>> BEGIN

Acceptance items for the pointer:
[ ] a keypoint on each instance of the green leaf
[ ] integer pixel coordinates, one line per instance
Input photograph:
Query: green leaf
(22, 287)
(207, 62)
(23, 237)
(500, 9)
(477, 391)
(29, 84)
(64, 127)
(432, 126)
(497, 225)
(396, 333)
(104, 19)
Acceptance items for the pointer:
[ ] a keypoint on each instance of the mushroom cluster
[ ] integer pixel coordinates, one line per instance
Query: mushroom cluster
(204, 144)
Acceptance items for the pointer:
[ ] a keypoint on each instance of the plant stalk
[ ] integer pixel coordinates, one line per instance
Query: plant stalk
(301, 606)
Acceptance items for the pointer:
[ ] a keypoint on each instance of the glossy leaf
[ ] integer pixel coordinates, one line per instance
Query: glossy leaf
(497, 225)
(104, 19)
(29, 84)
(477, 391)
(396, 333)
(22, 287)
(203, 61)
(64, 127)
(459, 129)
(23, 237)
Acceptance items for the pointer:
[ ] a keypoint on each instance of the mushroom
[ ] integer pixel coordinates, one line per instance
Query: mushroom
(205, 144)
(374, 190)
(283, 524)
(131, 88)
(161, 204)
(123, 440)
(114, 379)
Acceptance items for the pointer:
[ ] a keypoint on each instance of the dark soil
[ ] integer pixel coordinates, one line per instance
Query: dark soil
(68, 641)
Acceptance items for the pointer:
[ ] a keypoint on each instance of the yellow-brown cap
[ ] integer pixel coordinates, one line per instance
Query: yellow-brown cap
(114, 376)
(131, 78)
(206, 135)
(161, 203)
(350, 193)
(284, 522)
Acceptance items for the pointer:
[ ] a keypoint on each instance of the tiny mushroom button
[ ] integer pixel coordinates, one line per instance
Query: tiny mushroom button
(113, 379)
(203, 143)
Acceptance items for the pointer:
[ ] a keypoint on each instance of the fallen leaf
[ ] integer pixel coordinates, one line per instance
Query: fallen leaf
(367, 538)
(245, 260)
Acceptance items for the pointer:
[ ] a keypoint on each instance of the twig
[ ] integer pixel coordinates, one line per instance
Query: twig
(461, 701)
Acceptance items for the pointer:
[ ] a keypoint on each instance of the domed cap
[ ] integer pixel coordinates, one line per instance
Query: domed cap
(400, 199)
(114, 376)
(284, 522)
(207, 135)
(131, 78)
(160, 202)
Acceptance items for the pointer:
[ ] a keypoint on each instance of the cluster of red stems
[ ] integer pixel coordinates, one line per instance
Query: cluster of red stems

>> END

Collect every line from the entries above that contains the word "mushroom", copying each one unchanged.

**WRITTEN RESPONSE**
[ ] a keypoint on each instance of the mushroom cluster
Query: mushroom cluster
[ ] a keypoint on each instance of the mushroom
Query: mushroom
[ ] a keypoint on each instance of the tiny mushroom button
Query: tiny mushroom button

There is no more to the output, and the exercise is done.